▸ **Passage for review**

★ ★ ★

One American dies from suicide every 12.8 minutes, making suicide the tenth leading cause of death in the United States according to the American Foundation for Suicide Prevention. There is consensus that if we could better predict who was at risk for suicide, then we could more effectively intervene to reduce this terrible burden on individuals, families and public health.
A new analysis of existing studies strongly supports the idea that there are increased levels of chemicals, called cytokines, in the body and brain that promote inflammation in individuals who are contemplating or have attempted suicide, even when compared to patients being treated for the same psychiatric disorders who are not suicidal.
These cytokines are known to be involved in problems in other body organs, such as the joints (arthritis), the coronary arteries (atherosclerosis) and the lungs (asthma). Studies have long suggested that cytokines are released under conditions of psychological stress and that inflammation in the brain contributes to depression. Thus, the current study suggests that suicide emerges in the context of a relatively greater activation of the immune system than typical stress or depression.

★ ★ ★

▸ **Records**
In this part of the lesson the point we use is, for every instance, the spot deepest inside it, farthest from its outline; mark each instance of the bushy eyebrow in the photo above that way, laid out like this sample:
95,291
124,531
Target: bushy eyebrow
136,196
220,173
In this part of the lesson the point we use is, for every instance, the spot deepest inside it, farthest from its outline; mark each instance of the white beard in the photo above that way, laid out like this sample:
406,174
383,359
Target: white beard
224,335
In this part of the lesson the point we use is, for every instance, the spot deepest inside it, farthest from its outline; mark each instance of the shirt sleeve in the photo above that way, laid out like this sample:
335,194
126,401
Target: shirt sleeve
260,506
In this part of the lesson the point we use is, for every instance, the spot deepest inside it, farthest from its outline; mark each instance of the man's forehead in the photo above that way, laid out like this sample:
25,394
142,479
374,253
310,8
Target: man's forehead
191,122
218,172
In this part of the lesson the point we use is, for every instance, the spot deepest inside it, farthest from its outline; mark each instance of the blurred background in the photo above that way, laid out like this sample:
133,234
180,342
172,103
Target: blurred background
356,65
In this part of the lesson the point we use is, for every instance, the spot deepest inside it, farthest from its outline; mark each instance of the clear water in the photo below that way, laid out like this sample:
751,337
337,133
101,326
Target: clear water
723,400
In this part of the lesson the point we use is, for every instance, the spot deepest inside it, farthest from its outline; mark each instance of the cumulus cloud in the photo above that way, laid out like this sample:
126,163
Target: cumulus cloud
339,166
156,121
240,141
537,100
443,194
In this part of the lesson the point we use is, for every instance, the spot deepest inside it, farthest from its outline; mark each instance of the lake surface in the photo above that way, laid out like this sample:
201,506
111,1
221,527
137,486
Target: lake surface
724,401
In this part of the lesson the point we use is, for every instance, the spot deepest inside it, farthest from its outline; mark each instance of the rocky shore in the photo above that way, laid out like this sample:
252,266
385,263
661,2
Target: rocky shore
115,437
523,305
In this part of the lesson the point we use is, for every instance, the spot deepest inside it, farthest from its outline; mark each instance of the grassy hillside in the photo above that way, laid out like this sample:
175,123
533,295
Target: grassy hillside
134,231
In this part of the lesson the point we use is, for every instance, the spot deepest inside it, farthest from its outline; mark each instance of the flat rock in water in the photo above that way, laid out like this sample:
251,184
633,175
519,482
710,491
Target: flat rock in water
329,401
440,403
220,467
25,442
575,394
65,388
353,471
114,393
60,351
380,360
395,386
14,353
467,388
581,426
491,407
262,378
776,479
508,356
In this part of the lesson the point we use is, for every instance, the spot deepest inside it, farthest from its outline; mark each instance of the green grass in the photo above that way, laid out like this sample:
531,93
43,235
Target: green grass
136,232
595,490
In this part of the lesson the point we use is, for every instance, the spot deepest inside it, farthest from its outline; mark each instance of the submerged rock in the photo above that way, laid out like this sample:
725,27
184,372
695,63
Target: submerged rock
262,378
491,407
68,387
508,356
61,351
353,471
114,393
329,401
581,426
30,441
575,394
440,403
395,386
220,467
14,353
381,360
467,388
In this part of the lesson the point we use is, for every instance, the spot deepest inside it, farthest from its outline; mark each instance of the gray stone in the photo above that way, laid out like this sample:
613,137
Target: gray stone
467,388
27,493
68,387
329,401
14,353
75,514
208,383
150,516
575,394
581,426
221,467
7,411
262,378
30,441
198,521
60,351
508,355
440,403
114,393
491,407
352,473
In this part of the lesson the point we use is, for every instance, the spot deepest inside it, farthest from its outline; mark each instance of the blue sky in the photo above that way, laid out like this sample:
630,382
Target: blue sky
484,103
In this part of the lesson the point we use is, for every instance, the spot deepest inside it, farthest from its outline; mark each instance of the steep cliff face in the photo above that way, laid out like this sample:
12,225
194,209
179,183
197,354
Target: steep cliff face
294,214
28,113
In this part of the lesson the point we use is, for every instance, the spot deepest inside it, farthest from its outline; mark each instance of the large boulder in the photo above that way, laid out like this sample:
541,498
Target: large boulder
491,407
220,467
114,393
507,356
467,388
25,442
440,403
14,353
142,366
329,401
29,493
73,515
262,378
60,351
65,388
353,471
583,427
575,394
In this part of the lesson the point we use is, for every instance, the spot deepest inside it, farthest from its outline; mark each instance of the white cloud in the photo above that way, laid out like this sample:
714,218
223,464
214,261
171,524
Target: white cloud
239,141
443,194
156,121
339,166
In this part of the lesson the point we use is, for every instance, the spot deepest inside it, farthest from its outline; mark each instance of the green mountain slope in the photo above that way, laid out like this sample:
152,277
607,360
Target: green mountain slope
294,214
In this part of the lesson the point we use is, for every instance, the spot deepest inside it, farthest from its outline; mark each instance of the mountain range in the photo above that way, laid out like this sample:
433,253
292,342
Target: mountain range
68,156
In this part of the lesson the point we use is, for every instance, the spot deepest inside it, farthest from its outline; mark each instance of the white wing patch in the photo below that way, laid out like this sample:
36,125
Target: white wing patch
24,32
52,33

★ ★ ★

▸ **Task statement**
Continue the passage on inflammation and suicide risk, starting after its final sentence.

▸ **Output**
To conduct this work, Drs. Carmen Black and Brian Miller at Georgia Regents University collected and pooled data from 18 published studies, resulting in a combined total of 583 psychiatric patients with suicidality, 315 psychiatric patients without suicidality and 845 healthy control subjects. Their analysis revealed that patients with suicidality had significantly increased interleukin (IL)-1β and IL-6 levels in blood and postmortem brain.
"Our findings contribute to a growing body of evidence that immune system dysfunction, including inflammation, may be involved in the pathophysiology of major psychiatric disorders in some individuals. Specifically, cytokine levels may help distinguish patients with suicidality from patients without suicidality and controls," explained Miller. "That levels of IL-1β and IL-6 were altered in both blood and postmortem brain supports the robustness of our findings, as changes in the periphery might not be mirrored in the central nervous system."
The limitation of this study is that the relationship between elevated cytokine levels and suicide may be non-specific, i.e., increased levels may not determine whether a specific person is going to attempt suicide at a specific time. As a result, the ultimate achievement -- a specific suicide test -- is still a distant goal. However, by identifying biological markers generally associated with suicide, we may be gradually approaching an era where simple blood tests might help doctors predict long-term risk, much in the way that increased blood pressure may predict medical problems years or decades later.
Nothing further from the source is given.